(PROVIDED RECORDS)

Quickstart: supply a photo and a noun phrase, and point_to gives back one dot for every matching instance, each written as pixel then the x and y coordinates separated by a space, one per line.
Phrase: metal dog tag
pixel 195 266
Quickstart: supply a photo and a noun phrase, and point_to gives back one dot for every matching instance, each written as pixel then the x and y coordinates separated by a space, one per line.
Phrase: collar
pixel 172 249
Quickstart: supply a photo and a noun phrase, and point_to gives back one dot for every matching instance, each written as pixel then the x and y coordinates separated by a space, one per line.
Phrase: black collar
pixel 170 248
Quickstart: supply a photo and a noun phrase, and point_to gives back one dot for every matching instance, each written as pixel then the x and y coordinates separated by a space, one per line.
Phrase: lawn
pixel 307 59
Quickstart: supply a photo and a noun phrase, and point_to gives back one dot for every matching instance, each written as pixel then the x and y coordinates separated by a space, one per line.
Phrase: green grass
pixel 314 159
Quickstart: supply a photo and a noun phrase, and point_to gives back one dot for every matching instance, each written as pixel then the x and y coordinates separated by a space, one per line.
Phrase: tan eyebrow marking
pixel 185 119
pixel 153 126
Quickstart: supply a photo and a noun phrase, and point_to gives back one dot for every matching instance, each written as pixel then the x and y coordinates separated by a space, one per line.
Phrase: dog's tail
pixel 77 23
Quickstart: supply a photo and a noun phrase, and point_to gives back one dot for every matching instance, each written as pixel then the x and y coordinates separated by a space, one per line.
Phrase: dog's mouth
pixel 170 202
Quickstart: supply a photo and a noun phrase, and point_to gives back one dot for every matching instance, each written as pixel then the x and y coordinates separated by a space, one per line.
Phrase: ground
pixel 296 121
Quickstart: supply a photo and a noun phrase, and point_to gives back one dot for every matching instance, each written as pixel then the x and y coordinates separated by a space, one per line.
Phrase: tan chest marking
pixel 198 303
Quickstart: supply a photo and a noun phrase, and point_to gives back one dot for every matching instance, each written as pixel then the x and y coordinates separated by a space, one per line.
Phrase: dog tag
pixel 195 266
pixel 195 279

(End PROVIDED RECORDS)

All of the data above must be retyped exactly.

__TASK OUTPUT__.
Quickstart: supply a photo and a noun phrase, and point_to gives back one dot for every matching instance, each written as pixel then the x and y coordinates separated by a space, one per line.
Phrase: metal dog tag
pixel 195 266
Quickstart: supply a photo and a noun phrase, and point_to gives back one dot for every matching instance, each written as pixel then the x and y coordinates separated by a space, one per line.
Phrase: collar
pixel 172 249
Quickstart: supply a photo and a noun phrase, and point_to gives back one dot for every matching instance, each written as pixel then the x and y coordinates separated by a space, one per line.
Phrase: black collar
pixel 170 248
Quickstart: supply a photo and a noun phrase, and point_to gives back one dot for every matching instance, each written as pixel then the x and y coordinates separated by a space, one per line.
Phrase: lawn
pixel 307 59
Quickstart: supply a photo and a noun phrase, and point_to gives back one dot for every matching instance, each written as pixel then the x and y coordinates separated by a space, one per line.
Phrase: green grass
pixel 314 159
Quickstart: supply a photo and a noun phrase, and point_to gives back one dot for every matching instance, each written as pixel then the x and y coordinates separated by a space, one per line.
Phrase: tan eyebrow marking
pixel 185 119
pixel 153 126
Quickstart: supply a photo and a noun phrase, and point_to gives back one dot for every matching instance, each written as pixel then the x and y coordinates separated by a space, one per line.
Phrase: dog's tail
pixel 77 23
Quickstart: supply a photo and a noun phrase, and point_to gives back one dot for every matching instance, each written as pixel then the x and y coordinates separated by a space, one per line.
Phrase: dog's mouth
pixel 170 202
Quickstart: supply a photo and a noun phrase, and point_to gives back one dot for every matching instance, each written as pixel then the x and y coordinates separated by a space, one per line.
Phrase: ground
pixel 296 121
Quickstart: supply a photo and a noun phrase, and point_to gives back one dot for every matching instance, each written as pixel then the x and y coordinates separated by a space, one per line.
Phrase: tan chest marking
pixel 198 303
Quickstart: supply a photo and a noun phrase, and point_to gives back one dot for every matching instance, each written as pixel then the x and y coordinates separated by a space, one per line.
Phrase: dog tag
pixel 195 266
pixel 195 279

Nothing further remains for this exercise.